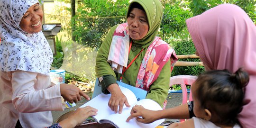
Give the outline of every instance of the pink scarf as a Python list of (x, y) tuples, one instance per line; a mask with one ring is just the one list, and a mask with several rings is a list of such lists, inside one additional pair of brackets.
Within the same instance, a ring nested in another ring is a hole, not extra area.
[(243, 67), (250, 74), (238, 119), (244, 128), (256, 127), (256, 27), (239, 7), (226, 4), (186, 20), (206, 70)]

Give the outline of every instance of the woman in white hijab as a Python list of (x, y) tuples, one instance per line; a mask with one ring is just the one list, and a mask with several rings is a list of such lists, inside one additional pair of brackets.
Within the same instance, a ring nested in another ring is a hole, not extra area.
[(62, 96), (71, 103), (81, 96), (89, 100), (74, 86), (51, 83), (53, 56), (41, 31), (38, 0), (1, 0), (0, 10), (0, 128), (19, 122), (23, 128), (47, 127), (51, 111), (64, 109)]

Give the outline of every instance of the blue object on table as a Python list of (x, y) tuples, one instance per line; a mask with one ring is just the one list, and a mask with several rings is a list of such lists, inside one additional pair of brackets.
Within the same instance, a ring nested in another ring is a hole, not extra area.
[[(122, 86), (122, 87), (126, 88), (131, 91), (132, 91), (132, 92), (133, 92), (133, 93), (134, 93), (134, 94), (136, 96), (136, 98), (137, 98), (137, 101), (138, 101), (140, 100), (145, 99), (146, 94), (147, 93), (147, 91), (145, 91), (140, 88), (136, 88), (133, 86), (123, 82), (121, 82), (118, 81), (117, 81), (117, 82), (119, 86)], [(100, 84), (99, 79), (97, 78), (95, 82), (94, 90), (93, 91), (93, 93), (92, 94), (91, 99), (93, 99), (93, 98), (96, 97), (97, 96), (101, 94), (101, 85)]]

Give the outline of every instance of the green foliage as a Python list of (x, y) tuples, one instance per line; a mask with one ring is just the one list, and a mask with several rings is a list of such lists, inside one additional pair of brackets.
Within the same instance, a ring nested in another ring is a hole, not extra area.
[[(173, 46), (176, 51), (177, 55), (194, 54), (196, 49), (191, 40), (183, 40), (173, 42)], [(200, 61), (198, 58), (180, 59), (179, 61)], [(178, 75), (198, 75), (201, 73), (204, 72), (204, 67), (201, 66), (174, 66), (172, 72), (172, 76)]]
[(63, 62), (63, 57), (64, 55), (61, 46), (62, 37), (60, 39), (58, 37), (56, 37), (55, 46), (56, 46), (56, 55), (54, 56), (54, 61), (52, 64), (52, 66), (59, 69)]
[(69, 83), (74, 81), (78, 81), (88, 83), (91, 81), (91, 80), (87, 79), (84, 77), (79, 76), (71, 73), (66, 71), (65, 74), (65, 83)]
[(223, 3), (220, 0), (188, 0), (189, 8), (194, 16), (201, 14), (207, 10)]
[(176, 1), (164, 4), (164, 16), (159, 36), (168, 42), (172, 39), (186, 38), (189, 34), (185, 21), (192, 16), (187, 8), (188, 3)]
[(111, 27), (126, 20), (128, 1), (81, 1), (73, 20), (76, 40), (86, 46), (99, 48)]

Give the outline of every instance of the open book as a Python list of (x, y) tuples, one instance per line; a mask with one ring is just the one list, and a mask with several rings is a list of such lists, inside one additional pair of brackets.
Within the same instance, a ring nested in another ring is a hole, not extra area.
[(162, 109), (157, 103), (150, 99), (144, 99), (137, 101), (135, 95), (130, 90), (121, 86), (119, 87), (126, 96), (128, 102), (131, 106), (128, 108), (124, 105), (122, 113), (115, 113), (109, 107), (108, 104), (111, 94), (105, 95), (101, 93), (80, 107), (91, 106), (98, 109), (98, 114), (93, 116), (93, 118), (100, 123), (110, 123), (116, 128), (155, 128), (165, 121), (164, 119), (162, 119), (150, 124), (144, 124), (137, 122), (134, 118), (128, 122), (126, 122), (126, 119), (130, 115), (131, 109), (136, 104), (142, 105), (146, 109), (153, 110), (161, 110)]

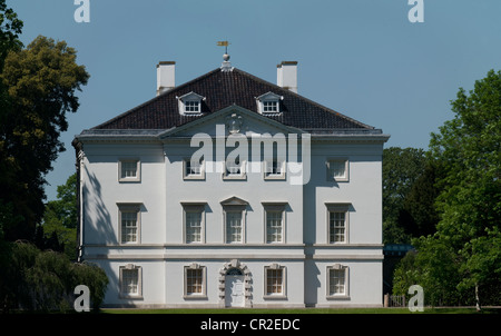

What you are asked to do:
Can you quote all of the rows above verbatim, leaving out the pictures?

Task output:
Give the outline of every instance of the pink scarf as a Python list of (x, y) tuples, one instance per line; a mask with one ring is just the one list, and a mask with several rings is a list of such lists, inside one additional pair of brackets.
Within the same instance, a ring nested in another ring is a hole, not extra area.
[(243, 67), (250, 74), (238, 119), (244, 128), (256, 127), (256, 27), (239, 7), (226, 4), (186, 20), (206, 70)]

Give the outline of every instance of the woman in white hijab as a Python list of (x, y) tuples, one instance per line; a mask with one ring is just the one list, and a mask with several rings is a list of such lists, inside one additional pair of brackets.
Within the same instance, a ring nested in another ring is a hole, not extra area.
[(62, 96), (71, 103), (81, 96), (89, 100), (74, 86), (51, 83), (53, 56), (41, 31), (38, 0), (1, 0), (0, 10), (0, 128), (19, 122), (23, 128), (47, 127), (51, 111), (64, 109)]

Give the outline of every instance of the blue object on table as a Python list of (x, y) tuples, one instance per line; a mask with one ring is just the one list, and a mask with several rings is a list of such lists, inside one additional pair of brackets.
Within the same instance, a ring nested in another ring is a hole, not extra area.
[[(122, 86), (122, 87), (126, 88), (131, 91), (132, 91), (132, 92), (133, 92), (133, 93), (134, 93), (134, 94), (136, 96), (136, 98), (137, 98), (137, 101), (138, 101), (140, 100), (145, 99), (146, 94), (147, 93), (147, 91), (145, 91), (140, 88), (136, 88), (133, 86), (123, 82), (121, 82), (118, 81), (117, 81), (117, 82), (119, 86)], [(100, 84), (99, 79), (97, 78), (95, 82), (94, 90), (93, 91), (93, 93), (92, 94), (91, 99), (93, 99), (93, 98), (96, 97), (97, 96), (101, 94), (101, 85)]]

Give the outline of every instance of the green foliage as a Python list of (x, y) tuples, one instance per line; a mask with one ring is just the one list, and a mask with several rings is a list of such lists, inside one additional pair of brackets.
Within the same instance, a ring nested in another ring is a hole, not extra area.
[[(173, 46), (176, 51), (177, 55), (194, 54), (196, 49), (191, 40), (183, 40), (173, 42)], [(200, 61), (198, 58), (180, 59), (179, 61)], [(178, 75), (198, 75), (201, 73), (204, 72), (204, 67), (201, 66), (174, 66), (172, 72), (172, 76)]]
[(63, 62), (63, 57), (64, 55), (61, 46), (62, 37), (60, 39), (58, 37), (56, 37), (55, 46), (56, 46), (56, 55), (54, 56), (54, 61), (52, 64), (52, 66), (59, 69)]
[(69, 83), (74, 81), (78, 81), (88, 83), (91, 81), (91, 80), (87, 79), (84, 77), (79, 76), (71, 73), (66, 71), (65, 74), (65, 83)]
[(223, 3), (220, 0), (188, 0), (189, 8), (194, 16), (201, 14), (207, 10)]
[(176, 1), (164, 4), (164, 16), (159, 36), (168, 42), (172, 39), (186, 38), (189, 34), (185, 21), (192, 16), (187, 8), (188, 3)]
[(111, 27), (126, 20), (128, 1), (81, 1), (73, 20), (76, 40), (86, 46), (99, 48)]

Give the outline of every instance of the open book as a Python list of (x, y) tuples, one instance per line; a mask with one ring is just the one list, and a mask with several rings is a list of such lists, inside one additional pair of brackets.
Within the same instance, a ring nested in another ring is a hole, not extra area.
[(162, 109), (157, 103), (150, 99), (144, 99), (137, 101), (135, 95), (130, 90), (121, 86), (119, 87), (126, 96), (128, 102), (131, 106), (128, 108), (124, 105), (122, 113), (115, 113), (109, 107), (108, 104), (111, 94), (105, 95), (101, 93), (80, 107), (91, 106), (98, 109), (98, 114), (93, 116), (93, 118), (100, 123), (110, 123), (116, 128), (155, 128), (165, 121), (164, 119), (162, 119), (150, 124), (144, 124), (137, 122), (134, 118), (128, 122), (126, 122), (126, 119), (130, 115), (131, 109), (136, 104), (142, 105), (146, 109), (153, 110), (161, 110)]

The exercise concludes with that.